**EXERCICE ÉCRIT 1:**
Traduisez en anglais la phrase suivante de l'extrait : « Hersh fait partie de la vieille école. »
**EXERCICE ÉCRIT 2:**
Résumez l'extrait en deux phrases.

**EXTRAIT DU TEXTE:**
··········
Jusqu’aujourd’hui, la conclusion officielle des Nations Unies
est qu’il existe des « preuves évidentes et convaincantes » que les
roquettes contenant du gaz innervant ont été lancées depuis les banlieues de
Damas – sans désigner de coupable, et sans indiquer la provenance des roquettes
ou des gaz innervants.
Higgins et Kaszeta, cités dans le Guardian de Londres et le
Foreign Policy Magazine, s’en prendront directement aux affirmations de Hersh
en s’appuyant sur des vidéos YouTube et des rapports des Nations Unies pour
prouver que le gouvernement syrien possédait le genre de roquettes et l’agent
innervant utilisés dans l’attaque – en omettant de se poser une question
cruciale – et si l’attaque était destinée
à ressembler à un acte du gouvernement syrien.
En réalité, tout ce que Higgins et Kaszeta ont prouvé, c’est
que quel que soit l’auteur de l’attaque – qui n’avait pour seul objectif que de
fournir une justification aux Etats-Unis et leurs alliés pour une intervention
directe – il s’est donné beaucoup de mal pour la faire ressembler à un acte du
gouvernement syrien. Ils appuyaient toute leur argumentation sur le fait que
l’Occident n’entreprendrait pas – pour une raison inconnue –
une simulation d’attaque pour justifier une guerre qu’il voulait faire mais
pour laquelle il n’avait aucune justification.
La réfutation de Higgins et Kaszeta était une condamnation
cinglante, non seulement de Hersh, mais également du journalisme traditionnel
en général. Brian Whitaker, du Guardian de Londres s’est fendu d’un article
intitulé « En enquêtant sur les armes chimiques en Syrie
– Seymour Hersh et Brown Moses avancent de pair dans leurs
affirmations :
Tout en cherchant à ranimer le débat sur « qui est
l’auteur » concernant les armes chimiques, l’article de Hersh révèle
involontairement énormément de choses sur la nature changeante du journalisme
d’investigation. Hersh fait partie de la vieille école. Il fonctionne selon un
mode de contacts personnels – souvent des sources anonymes bien placées passant
des bribes d’information autour desquelles il construit un article qui met en
cause la version officielle.
··········
**DONNÉES FOURNIES:**

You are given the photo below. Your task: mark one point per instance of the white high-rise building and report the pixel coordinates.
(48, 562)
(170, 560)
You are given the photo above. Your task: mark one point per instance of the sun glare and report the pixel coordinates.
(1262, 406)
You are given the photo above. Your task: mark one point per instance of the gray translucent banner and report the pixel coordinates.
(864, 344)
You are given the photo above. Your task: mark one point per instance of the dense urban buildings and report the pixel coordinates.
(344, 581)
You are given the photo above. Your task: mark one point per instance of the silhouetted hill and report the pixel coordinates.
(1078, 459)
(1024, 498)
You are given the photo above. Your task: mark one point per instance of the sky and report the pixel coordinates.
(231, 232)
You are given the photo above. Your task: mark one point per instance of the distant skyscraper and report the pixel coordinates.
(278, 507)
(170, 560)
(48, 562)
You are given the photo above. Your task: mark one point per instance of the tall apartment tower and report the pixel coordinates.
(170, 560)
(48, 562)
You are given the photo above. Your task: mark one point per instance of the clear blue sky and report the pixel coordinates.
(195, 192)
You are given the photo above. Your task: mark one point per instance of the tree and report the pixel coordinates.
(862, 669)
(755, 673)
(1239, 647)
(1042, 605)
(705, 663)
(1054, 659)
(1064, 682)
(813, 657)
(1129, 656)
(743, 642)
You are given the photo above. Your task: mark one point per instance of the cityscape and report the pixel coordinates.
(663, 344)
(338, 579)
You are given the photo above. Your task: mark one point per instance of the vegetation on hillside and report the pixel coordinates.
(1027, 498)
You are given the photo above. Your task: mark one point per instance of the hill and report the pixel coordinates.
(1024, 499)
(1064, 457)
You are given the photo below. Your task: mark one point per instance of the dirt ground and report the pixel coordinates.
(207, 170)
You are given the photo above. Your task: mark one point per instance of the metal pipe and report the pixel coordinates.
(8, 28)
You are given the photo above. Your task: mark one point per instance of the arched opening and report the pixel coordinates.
··········
**CORRIGÉ 1:**
Hersh belongs to the old school.

**CORRIGÉ 2:**
Selon l'extrait, les Nations Unies concluent que des roquettes contenant du gaz innervant ont été lancées depuis les banlieues de Damas, sans désigner de coupable. Higgins et Kaszeta s'en prennent aux affirmations de Hersh en s'appuyant sur des vidéos YouTube et des rapports des Nations Unies, mais l'extrait leur reproche d'ignorer que l'attaque a pu être conçue pour ressembler à un acte du gouvernement syrien, puis cite un article de Brian Whitaker présentant Hersh comme un journaliste de la vieille école qui travaille à partir de sources souvent anonymes.